Position identification data

┄┄┄┄┄┄┄┄┄┄

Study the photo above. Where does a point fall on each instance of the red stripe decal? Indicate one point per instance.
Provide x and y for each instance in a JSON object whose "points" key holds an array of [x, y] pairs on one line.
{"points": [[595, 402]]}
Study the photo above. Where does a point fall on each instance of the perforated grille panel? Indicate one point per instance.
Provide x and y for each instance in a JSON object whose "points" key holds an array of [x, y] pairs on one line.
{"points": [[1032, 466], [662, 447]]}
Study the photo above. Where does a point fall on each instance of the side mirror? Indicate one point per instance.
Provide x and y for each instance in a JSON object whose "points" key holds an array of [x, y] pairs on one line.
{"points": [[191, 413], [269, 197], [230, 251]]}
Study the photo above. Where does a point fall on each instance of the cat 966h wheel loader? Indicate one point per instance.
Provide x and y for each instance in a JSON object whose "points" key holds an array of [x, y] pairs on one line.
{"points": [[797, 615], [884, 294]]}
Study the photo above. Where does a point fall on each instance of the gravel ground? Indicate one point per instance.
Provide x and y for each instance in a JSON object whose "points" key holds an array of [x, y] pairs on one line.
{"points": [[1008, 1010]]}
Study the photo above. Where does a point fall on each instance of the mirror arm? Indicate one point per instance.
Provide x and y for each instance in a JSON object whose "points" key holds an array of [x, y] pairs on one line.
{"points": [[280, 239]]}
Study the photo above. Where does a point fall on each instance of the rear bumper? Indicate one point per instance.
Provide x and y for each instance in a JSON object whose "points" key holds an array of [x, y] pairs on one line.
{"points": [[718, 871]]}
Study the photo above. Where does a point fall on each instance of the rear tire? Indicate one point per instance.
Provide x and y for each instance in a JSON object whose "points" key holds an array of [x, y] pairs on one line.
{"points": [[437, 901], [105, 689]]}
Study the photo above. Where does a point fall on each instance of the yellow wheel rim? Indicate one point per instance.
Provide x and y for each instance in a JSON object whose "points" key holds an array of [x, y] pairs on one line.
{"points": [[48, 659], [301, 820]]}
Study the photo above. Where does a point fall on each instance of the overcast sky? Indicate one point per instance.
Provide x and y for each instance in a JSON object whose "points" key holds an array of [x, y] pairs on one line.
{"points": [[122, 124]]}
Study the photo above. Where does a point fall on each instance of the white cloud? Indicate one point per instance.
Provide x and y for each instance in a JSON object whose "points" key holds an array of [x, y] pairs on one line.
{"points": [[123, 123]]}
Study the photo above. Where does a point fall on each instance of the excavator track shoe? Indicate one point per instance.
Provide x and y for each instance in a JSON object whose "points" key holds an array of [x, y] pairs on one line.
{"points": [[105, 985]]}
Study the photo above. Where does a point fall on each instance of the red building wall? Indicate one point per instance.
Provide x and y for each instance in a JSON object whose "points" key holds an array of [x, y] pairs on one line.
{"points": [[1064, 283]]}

┄┄┄┄┄┄┄┄┄┄

> _Given instruction_:
Reproduce every line of the data above, unchanged and in the same order.

> _Output of the exercise_:
Study the photo above. Where does a point fall on each instance of the red stripe decal? Indicate one point per instance.
Provide x and y for each instance in a JSON object whose "points" key holds an array of [x, y] pairs on one line.
{"points": [[595, 402]]}
Study the photo above. Where does a point fall on each instance of the perforated grille panel? Indicate one point per instance.
Provide x and y for each instance in a JSON object whose "points" key holds an array of [x, y] pairs on one line.
{"points": [[1032, 466], [662, 447]]}
Study the photo above. Where does a point fall on each instance of the side mirror? Indicate one point per instance.
Provide x and y for each instance in a JSON object whose "points" key holds an array of [x, y] pairs on one line.
{"points": [[191, 413], [269, 197], [230, 251]]}
Study the photo above. Where does a point fall on each instance of the cat 966h wheel loader? Indicate one point per instance.
Provide x and y for each instance in a JSON object whose "points" key holds an array of [x, y] pairs on one line.
{"points": [[797, 615], [884, 294]]}
Study the photo above. Where does a point fall on each instance of the gravel ground? Indicate one point per instance.
Provide x and y for each instance in a JSON object whose "points" key holds an array of [x, y] pairs on one line.
{"points": [[1008, 1010]]}
Study the photo above. Where does a point fall on each instance of the mirror arm? Indicate one point per instance.
Provide x and y for each instance in a JSON object whose "points" key holds an array of [x, y] pairs on one line.
{"points": [[280, 239]]}
Study the photo above. Where does a point fall on each instance of the rear bumper? Indicate one point per instance.
Provide x and y for each instance in a JSON object whose "points" key holds an array of [x, y] pairs on one line.
{"points": [[718, 871]]}
Study the photo above. Where does a point fall on each instance of the rear tire? Indicate one point per instance.
Provide x and y for each instance in a JSON object whose "points" key holds an array of [x, y] pairs on one line.
{"points": [[437, 901], [105, 689]]}
Study the photo above. Where does a point fall on each instance of the yellow wheel rim? Indicate one point per instance.
Provide x and y for each instance in a JSON object whose "points" key holds an array of [x, y] pairs on one line.
{"points": [[48, 659], [301, 820]]}
Study the photo above. Where does a point fall on each instance of the overcast sky? Indicate one point per instance.
Provide x and y for each instance in a JSON object whose "points" key holds an array of [x, y] pairs on one line.
{"points": [[122, 124]]}
Study the photo above. Where does a point fall on each instance of the white cloud? Indicate one point per instance.
Provide x and y for each instance in a JSON object whose "points" key holds an array of [x, y] pairs on one line.
{"points": [[123, 123]]}
Study the photo above. Where does a point fall on each instance of the excavator track shoe? Indicate one point per instance.
Provide x and y for each instance in a JSON object whose "points" key holds an array of [x, y] pairs on one line.
{"points": [[105, 985]]}
Study the photo above. Where does a point fall on each instance of the red building wall? Indicate one point per instance.
Provide x and y for each instance in a JSON object whose "points" key holds an array of [x, y] pairs on one line.
{"points": [[1064, 283]]}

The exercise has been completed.